Page text =
Midway through “BABY BABY,” a highlight of the excellent new Nourished by Time record, there is a sudden, descending synth swell, coupled with a delirious groan: Baby, baby, baby, baby, baby, baby! This refrain, “baby, baby,” is the centerpiece of the song, and up to now, it has been mellow: a muttered coo, spoken like a groggy lover. As a vocalist, Marcus Brown is dynamic and world-weary, his elastic range spanning the hope and heartbreak of life in a withering empire. Weightless as his music may sound, it is burdened by capitalist rot, which is what makes it wrenching—pinpointing the precise moment you realize, like many Americans, that you are fucked. This despair floods “BABY BABY,” and at this specific juncture, when he trades his mutter for a moan, it curdles into something agonizing. No longer tender, “baby, baby” becomes a cry for mercy: the tipping point between having everything and having it taken from you.
Brown, an outspoken 31 year old from Baltimore, makes music for the things our dystopia steals from us. The moniker “Nourished by Time,” which borrows from “Guided by Voices,” is a statement of process: a “reminder,” Brown explained last year, “that if you put your energy and put your love and heart into something, it has no choice but to bloom.” As in his music, there is a bleak subtext to this beautiful sentiment. Energy, love, and heart—human things—are incompatible with late-stage capitalism, a system where time is not nurtured, but ground, along with people, into profit. His debut, 2023’s Erotic Probiotic 2, had a mournful varnish, a memorial service for hopes crushed and dragged away on conveyor belts. On “Workers Interlude,” when he pleaded “Don’t make me wait so long,” it felt like a meta-commentary: For Black, working-class Americans, time may never arrive to nourish you at all.
The history of revolution, in America, is peppered with cries of Wait! Be patient with the system. Brown’s music is inextricable from this history, which almost makes “Nourished by Time” feel winking, sarcastic. The feeling is more biting than ever on The Passionate Ones, whose titular characters, weary of waiting, wrestle for their humanity in a dehumanizing era. Unlike Brown’s prior releases, The Passionate Ones renders oppression as materially grimy, earthbound, suffocating. Where Erotic Probiotic 2 was hypnagogic in spirit—drawing from ’80s pastiche, sports-television samples, echo-heavy harmonies—this LP foregrounds rawer, more physical elements, without sacrificing Brown’s booming, atmospheric textures. For a musician so adept at concocting dreamscapes, this renewed iteration of post-R&B, punk-tinged and apoplectic, feels bluntly anti-escapist, as if to say: No, this is not music to dissociate to. These times call for urgency.

Exercise instructions =
Rewrite the review from "Brown, an outspoken" up to and including "you at all.", putting "stage name" in place of "moniker".

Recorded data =

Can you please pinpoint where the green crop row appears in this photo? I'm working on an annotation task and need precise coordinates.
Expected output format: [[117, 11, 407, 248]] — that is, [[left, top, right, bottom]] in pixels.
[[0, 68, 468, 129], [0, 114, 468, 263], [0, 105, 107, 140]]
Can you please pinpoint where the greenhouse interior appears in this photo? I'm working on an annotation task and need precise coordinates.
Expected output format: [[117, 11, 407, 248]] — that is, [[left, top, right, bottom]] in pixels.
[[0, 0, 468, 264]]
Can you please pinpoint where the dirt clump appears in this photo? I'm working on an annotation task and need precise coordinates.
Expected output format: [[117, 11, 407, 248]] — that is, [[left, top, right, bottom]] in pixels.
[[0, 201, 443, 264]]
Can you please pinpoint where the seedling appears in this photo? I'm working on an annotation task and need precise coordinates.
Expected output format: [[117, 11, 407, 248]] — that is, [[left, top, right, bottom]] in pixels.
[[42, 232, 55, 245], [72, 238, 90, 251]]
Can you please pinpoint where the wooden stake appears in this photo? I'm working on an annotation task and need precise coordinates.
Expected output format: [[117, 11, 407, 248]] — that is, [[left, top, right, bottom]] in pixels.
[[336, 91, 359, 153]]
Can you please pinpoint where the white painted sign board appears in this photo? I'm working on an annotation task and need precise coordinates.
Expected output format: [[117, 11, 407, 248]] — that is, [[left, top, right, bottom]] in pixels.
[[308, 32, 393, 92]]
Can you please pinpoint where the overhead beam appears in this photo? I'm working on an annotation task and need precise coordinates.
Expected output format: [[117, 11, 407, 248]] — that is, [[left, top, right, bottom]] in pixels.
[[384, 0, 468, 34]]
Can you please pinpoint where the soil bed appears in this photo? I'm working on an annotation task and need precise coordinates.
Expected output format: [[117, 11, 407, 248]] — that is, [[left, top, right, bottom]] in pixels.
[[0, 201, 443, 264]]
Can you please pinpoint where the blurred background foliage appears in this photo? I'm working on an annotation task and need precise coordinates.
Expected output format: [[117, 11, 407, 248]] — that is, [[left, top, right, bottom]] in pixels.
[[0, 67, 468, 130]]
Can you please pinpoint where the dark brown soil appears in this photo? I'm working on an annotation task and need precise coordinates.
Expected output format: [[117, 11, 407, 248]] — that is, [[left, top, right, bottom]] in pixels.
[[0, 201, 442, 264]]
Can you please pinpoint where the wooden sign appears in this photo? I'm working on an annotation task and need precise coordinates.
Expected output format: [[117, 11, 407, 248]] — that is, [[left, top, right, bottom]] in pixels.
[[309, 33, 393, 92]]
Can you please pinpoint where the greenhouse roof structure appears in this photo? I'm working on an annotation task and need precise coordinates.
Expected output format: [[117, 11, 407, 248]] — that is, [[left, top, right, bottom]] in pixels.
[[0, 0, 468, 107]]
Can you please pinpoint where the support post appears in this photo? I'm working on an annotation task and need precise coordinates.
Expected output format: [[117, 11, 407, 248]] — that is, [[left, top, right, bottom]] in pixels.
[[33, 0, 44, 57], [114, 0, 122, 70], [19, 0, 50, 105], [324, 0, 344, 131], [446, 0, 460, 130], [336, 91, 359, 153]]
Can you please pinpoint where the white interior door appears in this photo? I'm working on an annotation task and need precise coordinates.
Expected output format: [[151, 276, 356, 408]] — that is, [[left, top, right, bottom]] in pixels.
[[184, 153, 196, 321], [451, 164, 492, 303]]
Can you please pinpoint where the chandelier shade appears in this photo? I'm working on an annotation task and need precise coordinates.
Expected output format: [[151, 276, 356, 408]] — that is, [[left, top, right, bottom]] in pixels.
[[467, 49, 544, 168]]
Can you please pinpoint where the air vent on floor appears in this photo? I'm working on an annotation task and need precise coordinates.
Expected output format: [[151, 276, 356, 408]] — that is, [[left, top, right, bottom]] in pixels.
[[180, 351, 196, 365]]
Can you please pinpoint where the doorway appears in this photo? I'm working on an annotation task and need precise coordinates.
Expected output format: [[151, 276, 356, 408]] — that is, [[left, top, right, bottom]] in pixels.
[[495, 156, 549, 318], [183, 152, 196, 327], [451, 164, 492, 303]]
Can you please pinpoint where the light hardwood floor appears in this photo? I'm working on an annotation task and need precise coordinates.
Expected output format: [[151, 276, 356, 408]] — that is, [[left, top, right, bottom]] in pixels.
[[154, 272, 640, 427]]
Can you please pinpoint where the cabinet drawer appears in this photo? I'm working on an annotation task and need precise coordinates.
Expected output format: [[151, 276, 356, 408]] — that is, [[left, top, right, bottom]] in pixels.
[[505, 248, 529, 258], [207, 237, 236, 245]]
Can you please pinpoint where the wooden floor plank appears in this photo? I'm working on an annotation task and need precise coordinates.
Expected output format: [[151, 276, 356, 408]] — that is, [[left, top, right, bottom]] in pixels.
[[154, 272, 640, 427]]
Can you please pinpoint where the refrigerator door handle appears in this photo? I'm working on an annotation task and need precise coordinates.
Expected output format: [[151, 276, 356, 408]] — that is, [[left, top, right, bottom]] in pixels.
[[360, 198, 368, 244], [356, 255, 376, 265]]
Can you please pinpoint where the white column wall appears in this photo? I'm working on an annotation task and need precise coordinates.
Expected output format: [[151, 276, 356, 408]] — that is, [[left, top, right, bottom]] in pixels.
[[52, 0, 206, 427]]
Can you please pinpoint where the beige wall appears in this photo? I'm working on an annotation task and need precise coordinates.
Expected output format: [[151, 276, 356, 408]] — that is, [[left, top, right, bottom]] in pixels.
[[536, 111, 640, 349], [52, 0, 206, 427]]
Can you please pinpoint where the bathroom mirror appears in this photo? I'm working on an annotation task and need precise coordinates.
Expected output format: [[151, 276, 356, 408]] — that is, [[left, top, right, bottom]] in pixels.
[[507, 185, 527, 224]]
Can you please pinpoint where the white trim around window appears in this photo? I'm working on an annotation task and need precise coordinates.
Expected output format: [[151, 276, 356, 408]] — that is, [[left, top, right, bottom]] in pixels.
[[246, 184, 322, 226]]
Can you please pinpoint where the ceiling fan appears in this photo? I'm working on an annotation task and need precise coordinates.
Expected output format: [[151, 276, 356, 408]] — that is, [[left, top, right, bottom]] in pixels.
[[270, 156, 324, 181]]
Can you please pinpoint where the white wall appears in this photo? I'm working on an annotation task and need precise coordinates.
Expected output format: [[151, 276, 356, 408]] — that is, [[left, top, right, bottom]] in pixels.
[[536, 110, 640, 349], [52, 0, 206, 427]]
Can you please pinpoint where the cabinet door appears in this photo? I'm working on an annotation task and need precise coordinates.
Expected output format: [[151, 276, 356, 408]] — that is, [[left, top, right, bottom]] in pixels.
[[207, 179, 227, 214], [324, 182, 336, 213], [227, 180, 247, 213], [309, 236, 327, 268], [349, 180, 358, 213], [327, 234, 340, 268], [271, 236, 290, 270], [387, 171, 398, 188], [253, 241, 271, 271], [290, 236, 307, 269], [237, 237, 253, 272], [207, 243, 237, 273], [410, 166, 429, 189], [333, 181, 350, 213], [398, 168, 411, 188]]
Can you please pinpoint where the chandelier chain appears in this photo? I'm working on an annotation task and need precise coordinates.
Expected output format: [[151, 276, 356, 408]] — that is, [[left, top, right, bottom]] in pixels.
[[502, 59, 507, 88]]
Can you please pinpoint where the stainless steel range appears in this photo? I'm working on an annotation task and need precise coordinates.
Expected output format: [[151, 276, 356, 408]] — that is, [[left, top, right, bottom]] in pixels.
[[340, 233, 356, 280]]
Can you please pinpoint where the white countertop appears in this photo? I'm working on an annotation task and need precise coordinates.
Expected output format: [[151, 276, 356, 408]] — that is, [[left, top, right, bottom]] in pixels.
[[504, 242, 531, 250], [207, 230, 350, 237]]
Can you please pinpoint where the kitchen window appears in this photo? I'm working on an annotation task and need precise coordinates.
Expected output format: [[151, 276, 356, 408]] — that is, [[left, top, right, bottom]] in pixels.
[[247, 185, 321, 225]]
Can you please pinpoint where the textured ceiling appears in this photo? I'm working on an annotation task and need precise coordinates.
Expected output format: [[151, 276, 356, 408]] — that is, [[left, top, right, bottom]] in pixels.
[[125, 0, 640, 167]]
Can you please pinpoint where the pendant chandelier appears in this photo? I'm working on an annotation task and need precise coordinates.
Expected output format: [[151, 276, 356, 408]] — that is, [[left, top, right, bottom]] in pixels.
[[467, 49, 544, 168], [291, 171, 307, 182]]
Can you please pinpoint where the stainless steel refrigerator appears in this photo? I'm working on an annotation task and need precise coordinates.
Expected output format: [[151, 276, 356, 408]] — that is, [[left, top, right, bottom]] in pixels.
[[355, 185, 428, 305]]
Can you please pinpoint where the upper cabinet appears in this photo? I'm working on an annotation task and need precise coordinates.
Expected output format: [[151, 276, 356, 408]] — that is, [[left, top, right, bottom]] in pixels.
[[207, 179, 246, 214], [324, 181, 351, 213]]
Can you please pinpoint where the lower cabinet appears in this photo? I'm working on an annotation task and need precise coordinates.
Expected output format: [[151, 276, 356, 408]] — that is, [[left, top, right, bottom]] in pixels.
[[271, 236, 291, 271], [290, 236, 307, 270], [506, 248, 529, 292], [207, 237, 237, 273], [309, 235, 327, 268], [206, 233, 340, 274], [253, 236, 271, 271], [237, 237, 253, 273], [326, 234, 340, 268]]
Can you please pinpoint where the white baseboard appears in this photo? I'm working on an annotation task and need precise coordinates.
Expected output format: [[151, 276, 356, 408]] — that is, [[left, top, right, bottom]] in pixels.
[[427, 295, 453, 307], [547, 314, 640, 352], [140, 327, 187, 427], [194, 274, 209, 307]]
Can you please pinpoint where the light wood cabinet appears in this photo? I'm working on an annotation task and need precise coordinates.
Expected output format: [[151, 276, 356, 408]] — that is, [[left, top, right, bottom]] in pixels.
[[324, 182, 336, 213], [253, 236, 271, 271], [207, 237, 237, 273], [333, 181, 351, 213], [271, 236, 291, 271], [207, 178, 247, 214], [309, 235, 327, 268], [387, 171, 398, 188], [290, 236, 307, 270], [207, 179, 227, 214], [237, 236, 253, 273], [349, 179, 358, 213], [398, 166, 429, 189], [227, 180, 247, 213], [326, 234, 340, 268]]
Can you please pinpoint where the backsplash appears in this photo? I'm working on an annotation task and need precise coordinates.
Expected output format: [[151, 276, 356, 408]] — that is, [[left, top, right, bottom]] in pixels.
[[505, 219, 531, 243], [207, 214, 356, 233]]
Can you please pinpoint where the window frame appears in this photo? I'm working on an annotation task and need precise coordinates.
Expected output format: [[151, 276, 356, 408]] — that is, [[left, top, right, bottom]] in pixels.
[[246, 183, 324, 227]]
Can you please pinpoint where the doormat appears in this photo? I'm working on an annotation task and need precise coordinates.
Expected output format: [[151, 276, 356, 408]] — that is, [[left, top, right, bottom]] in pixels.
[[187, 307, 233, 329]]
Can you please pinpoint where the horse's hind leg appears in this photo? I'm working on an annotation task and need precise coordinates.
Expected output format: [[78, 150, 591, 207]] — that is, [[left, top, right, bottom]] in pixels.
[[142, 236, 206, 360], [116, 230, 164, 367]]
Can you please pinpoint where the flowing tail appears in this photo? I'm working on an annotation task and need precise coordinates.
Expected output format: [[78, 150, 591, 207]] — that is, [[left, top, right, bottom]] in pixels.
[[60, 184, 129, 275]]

Response for this exercise =
Brown, an outspoken 31 year old from Baltimore, makes music for the things our dystopia steals from us. The stage name “Nourished by Time,” which borrows from “Guided by Voices,” is a statement of process: a “reminder,” Brown explained last year, “that if you put your energy and put your love and heart into something, it has no choice but to bloom.” As in his music, there is a bleak subtext to this beautiful sentiment. Energy, love, and heart—human things—are incompatible with late-stage capitalism, a system where time is not nurtured, but ground, along with people, into profit. His debut, 2023’s Erotic Probiotic 2, had a mournful varnish, a memorial service for hopes crushed and dragged away on conveyor belts. On “Workers Interlude,” when he pleaded “Don’t make me wait so long,” it felt like a meta-commentary: For Black, working-class Americans, time may never arrive to nourish you at all.